═══ ESTRATTO ═══
16. Fuochi e botti (quasi) liberi in Cina per l’Anno del Drago

(Guido Santevecchi) Non capita spesso che il governo di Pechino ordini ad autorità locali e polizia di prendere in considerazione i sentimenti della gente nell’applicazione dei divieti di legge. È successo in questi giorni per un tema che accende (letteralmente) la psicologia nazionale: si tratta dei fuochi d’artificio del Capodanno lunare. I giochi pirotecnici sono una delle grandi invenzioni cinesi (assieme a polvere da sparo, produzione della carta, stampa e bussola). In origine, una quindicina di secoli fa, servivano ad allietare gli imperatori e a tenere lontano da villaggi e città «Nian», il mostro demoniaco che nella notte del Capodanno lunare attaccava le persone e gli animali domestici.
═══
* **ATTIVITÀ**
Ricopia per intero, parola per parola, l'estratto qui sopra sui fuochi d'artificio del Capodanno lunare in Cina.
═══ MATERIALE FORNITO ═══
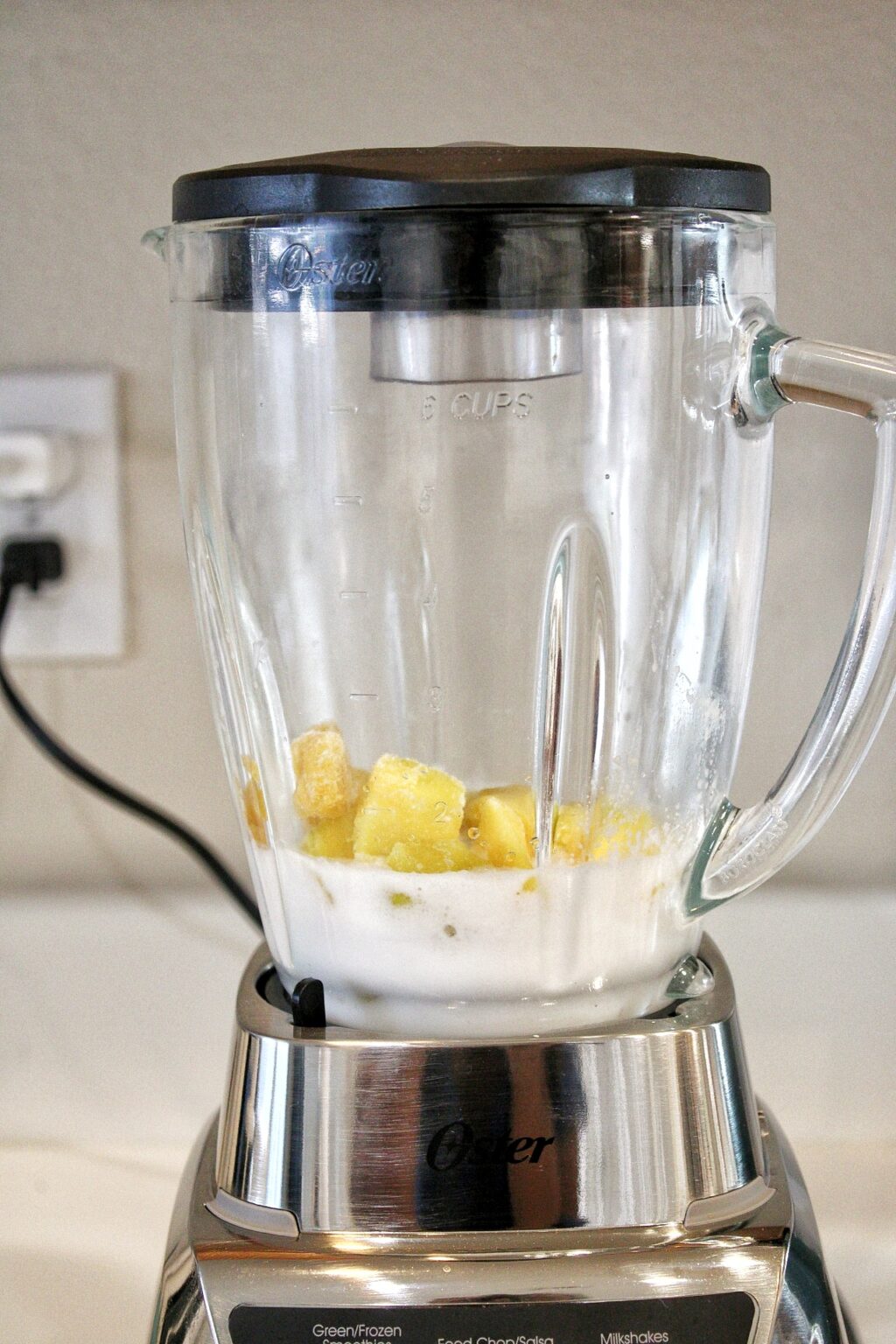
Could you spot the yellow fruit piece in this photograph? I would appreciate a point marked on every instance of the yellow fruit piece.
═══
* **RISPOSTA ALL'ESERCIZIO**
16. Fuochi e botti (quasi) liberi in Cina per l’Anno del Drago

(Guido Santevecchi) Non capita spesso che il governo di Pechino ordini ad autorità locali e polizia di prendere in considerazione i sentimenti della gente nell’applicazione dei divieti di legge. È successo in questi giorni per un tema che accende (letteralmente) la psicologia nazionale: si tratta dei fuochi d’artificio del Capodanno lunare. I giochi pirotecnici sono una delle grandi invenzioni cinesi (assieme a polvere da sparo, produzione della carta, stampa e bussola). In origine, una quindicina di secoli fa, servivano ad allietare gli imperatori e a tenere lontano da villaggi e città «Nian», il mostro demoniaco che nella notte del Capodanno lunare attaccava le persone e gli animali domestici.